Given exercise 1: Could you write out, unchanged, the lines of the records from the line containing "Find the man in white" through the line containing "[[206,120],[249,105],[241,91],[197,74],[104,86],[158,116]]", including both?
Given exercise 2: Can you continue the mailing-list thread about OpenSSL thread IDs and hashing from where it stops?
** start of Extracted text **
2016-06-27 Thread Nate Clark
On Mon, Jun 27, 2016 at 12:17 PM,   wrote:
> On Mon, Jun 27, 2016 at 12:04 PM,   wrote:
>> On Mon, Jun 27, 2016 at 11:54 AM, Rainer Jung  
>> wrote:
>>> Great analysis. I was really wondering, what could make the hash map so huge
>>> and hadn't thought about the hash function as the problem.
>>>
>>> Before OpenSSL 1.1.0 there's a callback for applications to provide their
>>> own thread IDs:
>>>
>>> https://www.openssl.org/docs/man1.0.2/crypto/CRYPTO_THREADID_set_callback.html
>>>
>>> So we could probably work around the problem of the poor hashing function by
>>> passing in IDs that work for hashing (pre-hashed ID?). Of course then we
>>> loose the direct association of the OpenSSL thread ID with the real platform
>>> thread id.
** end of Extracted text **
** start of Data for this task **
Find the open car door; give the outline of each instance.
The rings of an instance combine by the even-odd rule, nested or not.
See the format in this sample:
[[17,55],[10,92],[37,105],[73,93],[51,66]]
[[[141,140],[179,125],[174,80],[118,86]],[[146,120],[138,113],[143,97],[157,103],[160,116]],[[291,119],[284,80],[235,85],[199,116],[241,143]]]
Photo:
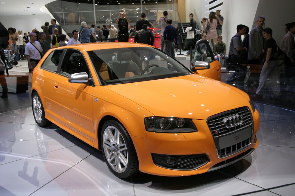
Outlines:
[[[194,68],[196,61],[206,62],[210,65],[210,68],[201,70]],[[209,41],[206,40],[199,40],[197,42],[191,62],[190,70],[195,73],[206,77],[220,81],[221,79],[221,67],[220,63],[214,59],[213,49]]]

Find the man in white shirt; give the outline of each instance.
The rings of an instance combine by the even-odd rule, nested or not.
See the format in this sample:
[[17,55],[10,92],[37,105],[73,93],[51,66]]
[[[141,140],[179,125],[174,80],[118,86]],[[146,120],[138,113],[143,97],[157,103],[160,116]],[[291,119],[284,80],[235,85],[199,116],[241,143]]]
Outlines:
[[72,32],[72,38],[69,41],[67,45],[72,45],[72,44],[78,44],[81,43],[81,42],[78,40],[78,31],[74,30]]
[[36,41],[37,35],[35,33],[30,33],[30,41],[26,44],[24,54],[29,64],[29,73],[35,68],[41,59],[41,54],[43,56],[43,50],[40,43]]

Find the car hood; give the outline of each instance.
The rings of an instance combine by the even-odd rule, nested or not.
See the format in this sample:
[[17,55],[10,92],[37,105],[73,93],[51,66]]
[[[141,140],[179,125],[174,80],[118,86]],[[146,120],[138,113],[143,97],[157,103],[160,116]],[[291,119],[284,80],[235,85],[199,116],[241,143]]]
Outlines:
[[206,120],[249,105],[241,91],[197,74],[104,86],[158,116]]

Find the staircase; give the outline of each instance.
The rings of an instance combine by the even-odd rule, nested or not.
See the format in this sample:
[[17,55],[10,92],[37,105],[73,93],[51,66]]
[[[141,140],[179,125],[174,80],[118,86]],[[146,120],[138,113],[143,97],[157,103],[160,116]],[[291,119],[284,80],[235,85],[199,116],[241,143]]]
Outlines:
[[[200,23],[197,21],[196,21],[197,22],[197,29],[199,30],[201,30],[201,25],[200,24]],[[186,29],[187,28],[189,27],[189,22],[184,22],[182,23],[182,25],[183,27],[183,29],[184,31],[185,31],[185,29]],[[182,27],[181,26],[181,24],[180,23],[178,23],[178,27],[181,30],[181,33],[182,33],[182,38],[183,39],[186,38],[186,33],[185,33],[183,34],[183,31],[182,31]]]

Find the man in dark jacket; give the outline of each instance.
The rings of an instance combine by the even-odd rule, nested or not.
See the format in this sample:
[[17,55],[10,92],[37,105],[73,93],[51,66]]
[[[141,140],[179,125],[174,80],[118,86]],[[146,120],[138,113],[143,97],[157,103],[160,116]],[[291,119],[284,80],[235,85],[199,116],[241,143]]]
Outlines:
[[[109,37],[109,34],[110,30],[106,28],[106,25],[104,24],[103,26],[102,32],[104,34],[104,38],[107,39],[108,37]],[[103,41],[103,42],[106,42],[107,40]]]
[[[4,53],[4,50],[3,48],[0,46],[0,58],[1,58],[2,63],[3,63],[5,67],[6,67],[6,65],[5,63],[5,54]],[[8,91],[8,88],[7,87],[7,83],[6,83],[6,80],[5,78],[5,70],[0,71],[0,83],[2,86],[2,95],[0,97],[2,98],[7,97],[7,92]]]
[[[142,25],[142,29],[137,31],[134,37],[134,41],[137,43],[154,45],[155,37],[152,31],[148,29],[148,24],[144,24]],[[142,61],[144,59],[145,67],[146,67],[149,65],[149,53],[146,51],[141,50],[140,51],[140,54]],[[142,69],[142,68],[140,67],[140,68]],[[148,71],[147,71],[149,72]]]

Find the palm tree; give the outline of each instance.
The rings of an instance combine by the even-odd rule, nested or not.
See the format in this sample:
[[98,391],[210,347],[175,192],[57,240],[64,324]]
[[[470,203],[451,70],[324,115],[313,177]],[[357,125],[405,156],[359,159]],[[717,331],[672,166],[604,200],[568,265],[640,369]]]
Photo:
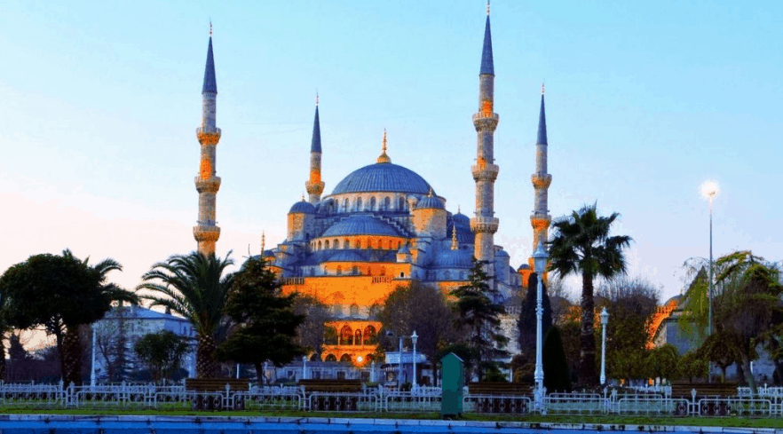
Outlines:
[[139,295],[153,306],[163,306],[181,315],[193,325],[197,335],[196,377],[214,378],[219,373],[215,358],[216,335],[225,322],[224,308],[233,274],[224,275],[233,264],[231,252],[225,258],[214,254],[173,255],[165,262],[153,264],[136,290],[150,289],[158,295]]
[[[111,306],[112,302],[138,303],[138,299],[132,292],[125,290],[114,282],[107,281],[107,274],[109,272],[123,271],[123,265],[117,261],[109,257],[94,265],[90,265],[90,256],[80,260],[68,249],[62,251],[62,256],[67,260],[78,262],[83,267],[86,268],[91,276],[91,285],[94,285],[89,297],[85,296],[87,293],[84,293],[80,297],[83,303],[91,304],[90,308],[87,308],[84,304],[82,305],[82,308],[85,314],[90,311],[94,311],[91,312],[91,316],[87,317],[80,314],[74,320],[63,319],[65,333],[62,335],[62,359],[60,361],[63,380],[66,383],[81,384],[83,346],[79,330],[82,326],[103,318],[106,312]],[[64,315],[64,317],[69,316]]]
[[593,279],[612,279],[626,272],[622,249],[630,244],[626,235],[609,236],[620,215],[598,217],[596,204],[585,205],[552,224],[549,270],[565,277],[581,273],[581,333],[580,336],[579,383],[596,383],[596,341],[593,337]]

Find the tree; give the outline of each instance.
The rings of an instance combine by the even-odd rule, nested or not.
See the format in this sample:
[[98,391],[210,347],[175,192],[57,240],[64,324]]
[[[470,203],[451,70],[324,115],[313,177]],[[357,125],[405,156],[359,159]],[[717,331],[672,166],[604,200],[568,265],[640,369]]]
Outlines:
[[620,215],[598,217],[596,205],[585,205],[571,216],[552,224],[554,236],[550,247],[549,270],[565,277],[581,273],[581,330],[580,337],[579,382],[595,385],[596,342],[593,335],[593,280],[611,279],[626,271],[622,249],[630,244],[626,235],[610,236],[612,224]]
[[543,343],[542,364],[544,371],[544,387],[550,392],[571,391],[571,369],[563,351],[560,329],[550,328]]
[[679,378],[679,361],[677,349],[671,343],[654,348],[647,357],[651,376],[668,378],[669,382]]
[[265,360],[281,367],[305,351],[295,343],[305,318],[294,312],[297,295],[281,292],[274,272],[263,260],[251,257],[234,275],[225,304],[225,313],[237,327],[218,347],[217,356],[252,363],[259,383]]
[[[547,295],[547,286],[542,283],[542,328],[541,335],[546,336],[552,327],[552,307]],[[538,298],[538,274],[532,273],[527,280],[527,292],[522,300],[517,329],[519,330],[519,351],[528,357],[535,354],[536,327],[538,319],[535,313]]]
[[681,378],[693,383],[693,378],[704,378],[709,375],[709,364],[697,351],[688,351],[680,358],[677,371]]
[[224,308],[233,280],[233,274],[225,274],[225,269],[233,264],[230,256],[231,252],[223,259],[199,252],[173,255],[165,262],[153,264],[136,287],[137,292],[153,291],[153,295],[139,296],[151,300],[152,306],[170,309],[193,325],[198,341],[198,378],[214,378],[220,372],[215,358],[216,335],[224,323]]
[[104,259],[90,266],[88,261],[67,249],[62,256],[35,255],[0,277],[9,325],[43,326],[55,335],[66,383],[82,383],[80,327],[103,318],[113,301],[136,302],[132,293],[107,281],[108,272],[122,270],[119,263]]
[[[459,338],[454,327],[456,317],[443,294],[412,280],[407,285],[397,286],[376,310],[377,319],[385,330],[393,331],[397,336],[416,332],[416,348],[432,363],[432,376],[437,379],[438,351]],[[391,350],[394,344],[387,342],[386,348]]]
[[495,359],[508,353],[503,347],[508,342],[500,331],[499,316],[505,312],[503,307],[494,302],[497,290],[487,283],[483,264],[473,258],[469,282],[451,291],[456,298],[454,304],[457,319],[455,323],[458,328],[468,331],[466,343],[478,354],[476,373],[483,379],[486,369],[496,366]]
[[170,330],[148,333],[136,341],[133,351],[146,365],[154,382],[171,378],[187,352],[187,342]]
[[736,345],[738,361],[755,393],[750,362],[757,357],[756,346],[764,341],[765,334],[775,327],[775,320],[783,313],[779,272],[749,250],[721,256],[716,265],[720,271],[716,286],[721,293],[714,308],[715,329],[732,337],[729,342]]

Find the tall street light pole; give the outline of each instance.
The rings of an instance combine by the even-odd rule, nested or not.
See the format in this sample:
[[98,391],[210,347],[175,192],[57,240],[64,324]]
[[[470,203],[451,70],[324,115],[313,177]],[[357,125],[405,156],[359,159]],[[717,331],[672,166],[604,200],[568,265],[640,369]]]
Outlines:
[[606,306],[601,311],[601,385],[606,383],[606,324],[609,324],[609,312]]
[[543,272],[547,264],[547,252],[544,251],[542,243],[538,243],[535,253],[533,254],[534,265],[535,266],[535,273],[538,279],[536,285],[535,297],[535,399],[536,405],[541,406],[543,398],[543,363],[542,361],[542,320],[543,317],[543,306],[542,304],[542,280],[543,280]]
[[715,181],[705,181],[701,185],[701,194],[709,201],[709,288],[708,289],[708,298],[709,299],[709,316],[707,325],[708,335],[712,335],[713,328],[713,297],[715,296],[712,286],[712,201],[717,194],[718,186]]

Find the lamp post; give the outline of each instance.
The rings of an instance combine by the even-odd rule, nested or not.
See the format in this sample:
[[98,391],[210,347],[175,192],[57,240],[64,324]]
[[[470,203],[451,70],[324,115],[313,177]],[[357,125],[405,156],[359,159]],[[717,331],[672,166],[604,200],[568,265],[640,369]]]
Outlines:
[[606,306],[601,311],[601,385],[606,383],[606,324],[609,324],[609,312]]
[[712,335],[712,299],[714,296],[712,288],[712,200],[717,194],[718,186],[715,181],[705,181],[701,185],[701,194],[709,201],[709,288],[708,298],[709,299],[709,317],[707,323],[707,334]]
[[413,379],[413,387],[411,387],[411,391],[415,391],[416,390],[416,341],[419,340],[419,336],[416,335],[416,331],[414,330],[413,335],[410,335],[410,341],[414,344],[414,379]]
[[542,362],[542,320],[543,317],[543,306],[542,305],[542,280],[543,280],[543,272],[547,264],[547,252],[544,251],[541,242],[535,253],[533,254],[534,265],[535,266],[535,273],[538,277],[538,285],[536,285],[535,296],[535,401],[536,406],[541,406],[543,398],[543,363]]

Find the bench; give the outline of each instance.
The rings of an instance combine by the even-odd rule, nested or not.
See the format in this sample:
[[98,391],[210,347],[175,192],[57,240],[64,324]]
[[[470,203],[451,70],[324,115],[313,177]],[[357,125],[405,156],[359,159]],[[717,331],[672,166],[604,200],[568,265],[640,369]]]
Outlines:
[[[729,414],[729,402],[727,398],[737,396],[736,383],[673,383],[671,385],[671,397],[676,399],[686,399],[694,410],[703,416],[725,416]],[[693,391],[696,391],[694,395]],[[695,408],[700,399],[714,398],[715,400],[702,402],[700,407]],[[682,403],[676,406],[675,414],[685,415],[688,407]]]
[[[210,392],[225,393],[225,385],[231,391],[247,391],[249,383],[247,380],[231,378],[186,378],[185,390],[196,392],[193,401],[194,410],[244,410],[245,403],[241,395],[234,395],[233,402],[224,406],[223,398]],[[229,406],[230,408],[224,408]]]
[[298,384],[304,389],[305,394],[317,393],[310,403],[312,410],[358,410],[359,397],[356,394],[361,392],[361,380],[299,380]]
[[476,411],[479,413],[527,413],[533,385],[525,383],[469,383],[468,393],[479,395]]

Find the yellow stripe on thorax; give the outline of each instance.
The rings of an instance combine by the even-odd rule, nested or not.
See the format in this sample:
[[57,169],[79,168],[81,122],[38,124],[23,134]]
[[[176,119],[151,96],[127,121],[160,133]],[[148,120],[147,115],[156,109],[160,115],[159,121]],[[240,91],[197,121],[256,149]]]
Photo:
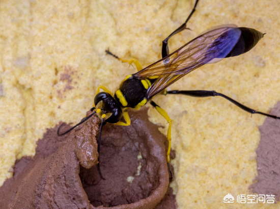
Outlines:
[[127,80],[128,80],[128,79],[131,77],[132,76],[132,75],[130,74],[130,75],[126,75],[125,76],[125,77],[124,78],[124,80],[125,81],[126,81]]
[[126,101],[126,99],[125,99],[125,98],[121,90],[120,89],[117,90],[115,93],[122,105],[123,107],[127,106],[127,101]]

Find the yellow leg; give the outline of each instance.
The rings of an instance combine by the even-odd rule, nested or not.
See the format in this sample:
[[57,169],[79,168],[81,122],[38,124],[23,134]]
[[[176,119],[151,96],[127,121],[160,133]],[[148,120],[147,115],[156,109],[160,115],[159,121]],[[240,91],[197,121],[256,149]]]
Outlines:
[[124,110],[123,116],[125,123],[122,121],[119,121],[117,123],[115,123],[115,125],[123,125],[124,126],[130,125],[130,118],[129,118],[129,116],[128,115],[128,113],[127,113],[126,109],[124,109]]
[[132,64],[132,63],[134,63],[136,67],[136,69],[137,69],[137,71],[139,71],[141,70],[142,69],[143,69],[142,65],[140,64],[139,61],[135,59],[131,59],[131,60],[123,60],[122,59],[121,59],[121,58],[119,58],[118,59],[119,60],[122,61],[122,62],[128,63],[128,64],[129,64],[129,65],[131,65]]
[[168,129],[167,131],[167,139],[168,140],[168,148],[167,149],[167,162],[170,163],[170,151],[171,150],[171,125],[172,124],[172,120],[168,115],[166,112],[162,108],[160,107],[153,101],[151,101],[151,104],[154,106],[157,112],[163,117],[167,122],[169,123]]
[[[113,95],[112,94],[112,92],[111,92],[110,91],[108,90],[107,88],[104,87],[104,86],[100,85],[97,88],[97,91],[96,91],[96,93],[95,94],[95,95],[96,96],[96,94],[97,94],[98,93],[100,92],[100,89],[103,89],[103,90],[106,93],[108,93],[108,94],[110,94],[111,95]],[[93,103],[93,105],[92,106],[93,108],[95,107],[95,104],[94,104],[94,102]]]

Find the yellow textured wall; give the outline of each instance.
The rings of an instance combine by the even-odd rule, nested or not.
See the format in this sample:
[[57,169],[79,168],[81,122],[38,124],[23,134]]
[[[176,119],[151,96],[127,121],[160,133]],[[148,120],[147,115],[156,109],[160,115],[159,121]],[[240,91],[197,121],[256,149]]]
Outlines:
[[[135,71],[106,56],[107,47],[144,66],[160,58],[161,44],[183,22],[193,1],[2,1],[0,2],[0,185],[15,160],[34,154],[46,128],[76,123],[91,108],[99,85],[115,90]],[[170,89],[215,90],[259,111],[280,98],[280,39],[275,0],[200,0],[171,51],[214,25],[235,23],[266,33],[254,49],[208,65]],[[180,208],[239,208],[223,198],[251,194],[257,175],[258,126],[265,118],[220,98],[160,96],[174,120],[172,184]],[[155,110],[151,120],[167,130]],[[277,205],[267,205],[277,208]],[[259,203],[245,207],[264,208]]]

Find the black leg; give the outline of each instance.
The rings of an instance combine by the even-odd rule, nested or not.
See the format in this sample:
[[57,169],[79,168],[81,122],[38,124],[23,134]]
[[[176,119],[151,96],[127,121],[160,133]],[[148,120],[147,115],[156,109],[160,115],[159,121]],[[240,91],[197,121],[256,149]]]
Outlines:
[[230,102],[233,103],[234,104],[239,107],[243,110],[246,112],[248,112],[251,114],[259,114],[266,116],[270,117],[271,118],[275,119],[280,119],[280,117],[277,117],[275,115],[269,115],[266,113],[262,113],[261,112],[257,111],[250,108],[245,106],[244,105],[238,102],[238,101],[229,97],[228,96],[222,94],[220,93],[216,92],[215,91],[205,91],[205,90],[194,90],[194,91],[167,91],[164,92],[164,94],[183,94],[187,96],[194,96],[196,97],[207,97],[208,96],[219,96],[225,98],[226,99],[228,100]]
[[99,126],[99,134],[98,136],[98,145],[97,145],[97,152],[98,152],[98,164],[97,164],[97,169],[98,170],[98,172],[99,173],[99,175],[101,178],[102,179],[105,180],[105,178],[103,177],[103,175],[101,173],[101,171],[100,170],[100,147],[101,146],[101,134],[102,132],[102,127],[103,125],[104,125],[105,122],[104,122],[104,118],[102,118],[101,120],[101,122],[100,123],[100,125]]
[[185,22],[184,22],[182,24],[182,25],[181,25],[178,29],[177,29],[174,31],[173,31],[169,36],[168,36],[168,37],[166,38],[165,38],[163,41],[162,41],[162,48],[161,48],[161,57],[162,57],[162,58],[165,57],[166,56],[169,55],[169,48],[168,47],[169,39],[170,38],[171,38],[172,36],[173,36],[174,35],[181,32],[182,31],[183,31],[185,29],[189,29],[187,28],[187,22],[188,22],[188,21],[189,20],[191,16],[192,15],[192,14],[193,14],[193,13],[195,11],[195,7],[197,7],[197,5],[198,4],[198,3],[199,2],[199,0],[195,1],[195,3],[194,3],[194,6],[193,6],[193,8],[192,9],[192,10],[191,10],[190,14],[188,16],[186,21],[185,21]]

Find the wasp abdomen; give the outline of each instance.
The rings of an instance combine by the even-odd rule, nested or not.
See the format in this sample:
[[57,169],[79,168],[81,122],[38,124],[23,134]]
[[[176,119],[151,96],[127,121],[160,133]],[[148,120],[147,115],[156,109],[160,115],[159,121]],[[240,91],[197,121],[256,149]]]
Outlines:
[[249,28],[238,28],[241,31],[240,37],[232,50],[226,57],[235,57],[250,50],[259,42],[264,35],[260,32]]

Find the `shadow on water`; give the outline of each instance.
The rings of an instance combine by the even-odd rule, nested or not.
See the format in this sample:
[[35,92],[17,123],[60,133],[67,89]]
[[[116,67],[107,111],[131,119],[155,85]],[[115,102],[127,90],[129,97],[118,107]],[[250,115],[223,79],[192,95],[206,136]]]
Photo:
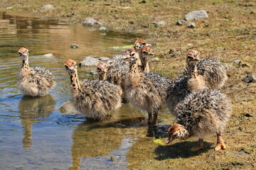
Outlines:
[[121,146],[123,134],[120,129],[91,128],[90,124],[95,123],[82,123],[73,131],[73,166],[70,169],[79,169],[81,158],[106,156]]
[[206,152],[209,149],[212,149],[210,147],[212,144],[204,142],[205,148],[193,152],[191,149],[197,146],[197,142],[185,141],[181,142],[175,143],[174,144],[161,146],[159,145],[156,149],[155,152],[158,157],[156,157],[157,160],[164,160],[168,159],[178,159],[178,158],[189,158],[195,156],[198,156],[201,153]]
[[167,137],[169,125],[159,125],[157,127],[149,126],[146,137],[154,137],[156,139]]
[[124,144],[127,130],[124,128],[147,125],[145,116],[139,110],[135,110],[127,115],[132,107],[128,103],[125,105],[126,107],[113,111],[110,120],[99,122],[87,119],[73,131],[73,166],[70,169],[80,169],[82,158],[108,156],[110,152],[120,148]]
[[18,103],[20,118],[23,129],[24,148],[32,147],[32,125],[36,120],[49,117],[55,108],[55,99],[47,95],[43,97],[24,96]]

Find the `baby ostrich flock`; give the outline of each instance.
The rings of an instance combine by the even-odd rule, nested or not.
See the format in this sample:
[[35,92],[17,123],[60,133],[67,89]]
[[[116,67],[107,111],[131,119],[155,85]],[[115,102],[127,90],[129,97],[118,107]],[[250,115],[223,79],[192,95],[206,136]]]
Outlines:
** end of Data for this task **
Final result 1:
Find the man in white shirt; give the outline of each instance.
The rings of an instance combine by the even-odd rule, nested or not.
See the format in this sample:
[[17,55],[10,92],[37,105],[73,93],[51,66]]
[[[141,140],[179,125],[174,80],[118,86]],[[146,120],[138,113],[143,97],[157,103],[160,116]],[[291,119],[284,80],[235,85],[199,116],[241,143]]]
Outlines:
[[72,32],[72,38],[69,41],[67,45],[72,45],[72,44],[78,44],[81,43],[81,42],[78,40],[78,31],[74,30]]
[[36,41],[37,35],[35,33],[30,33],[30,41],[26,44],[24,54],[29,64],[29,73],[35,68],[41,59],[41,54],[43,56],[43,50],[40,43]]

Find the car hood; give the outline of each instance.
The rings of an instance combine by the even-odd rule, nested or not.
See the format in this sample:
[[17,55],[10,92],[37,105],[73,93],[51,66]]
[[[141,140],[179,125],[174,80],[118,86]],[[146,120],[138,113],[143,97],[157,103],[160,116]],[[291,119],[284,80],[235,85],[199,116],[241,143]]]
Outlines:
[[206,120],[249,105],[241,91],[197,74],[104,86],[158,116]]

Final result 2:
>>>
>>> Currently our callback in tcnative is ssl_set_thread_id() which refers to
>>> ssl_thread_id(), which on Linux gets the ID from the APR function
>>> apr_os_thread_current(). So we could add some hashing formula in
>>> ssl_thread_id().
>>
>> I think just using the real thread id would work, since now it isn't
>> using the real thread id instead it is using the address location of
>> errno. If this was the real thread id I think the hash algorithm and
>> bucket selection they have now will work much better since the thread
>> ids are basically numerically increasing and aren't aligned to powers
>> of 2.
>
> Sorry, I need to read code a bit closer. I misread the
> OPENSSL_VERSION_NUMBER < 0x1010L as version < 1.0.1 and not 1.1.0.
>
> I would still expect real thread ids to provide enough of a
> distribution in a map where the hash bucket ends up being is ((ID *
> 13) & 0X7F).

OK, this now makes more sense apr_os_thread_current() calls
pthread_self() which returns a pthred_t which is basically a handle
for pthread's internal state and not an actual ID. It might be better
to use gettid(), but that isn't as portable.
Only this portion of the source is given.